In the post about compartment syndrome, update the part that begins with the words "I’ve suffered from" and stops after "possibly have done.", and write it out again with "trail running" changed to "cross-country running".

(Beginning of Passage provided)

Nic finds that Vibram FiveFingers help with his chronic compartment syndrome. This makes him happy.
Nordic Walking poles and cat
Nordic walking poles and cat.
Click for larger version.

[I am not a physician. The following is not medical advice. Please don’t take medical advice from random blogs.]

I’ve suffered from chronic compartment syndrome in my lower legs since I was about 16. (I ran my first half marathon when I was 13, and ran long distance at least five days a week from the time I was 11.) Not a horrible case, but enough that I can’t run or walk fast without experiencing pain in my shins—a throbbing, wet kind of deep pain that usually lasts a couple of days after exercise.

Which is a huge suck since running is the only kind of exercise I really enjoy, especially trail running.

But that’s all been out since my early 20s after I gave up trying to run through the pain. Which in retrospect was—of course—the stupidest thing I could possibly have done.

(End of Passage provided)
(Beginning of Information)

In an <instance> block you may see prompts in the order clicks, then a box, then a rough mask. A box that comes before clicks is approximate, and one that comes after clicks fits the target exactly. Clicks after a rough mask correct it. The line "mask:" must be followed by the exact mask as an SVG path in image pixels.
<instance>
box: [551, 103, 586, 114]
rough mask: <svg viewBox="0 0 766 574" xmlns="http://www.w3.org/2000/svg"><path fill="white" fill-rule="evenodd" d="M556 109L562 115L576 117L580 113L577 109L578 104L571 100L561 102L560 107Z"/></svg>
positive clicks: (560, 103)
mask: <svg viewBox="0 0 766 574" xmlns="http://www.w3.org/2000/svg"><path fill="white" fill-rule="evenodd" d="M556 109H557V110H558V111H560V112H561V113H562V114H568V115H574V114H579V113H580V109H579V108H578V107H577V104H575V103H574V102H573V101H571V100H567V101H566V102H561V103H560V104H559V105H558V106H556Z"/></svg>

(End of Information)

_Reply to the exercise_.
I’ve suffered from chronic compartment syndrome in my lower legs since I was about 16. (I ran my first half marathon when I was 13, and ran long distance at least five days a week from the time I was 11.) Not a horrible case, but enough that I can’t run or walk fast without experiencing pain in my shins—a throbbing, wet kind of deep pain that usually lasts a couple of days after exercise.

Which is a huge suck since running is the only kind of exercise I really enjoy, especially cross-country running.

But that’s all been out since my early 20s after I gave up trying to run through the pain. Which in retrospect was—of course—the stupidest thing I could possibly have done.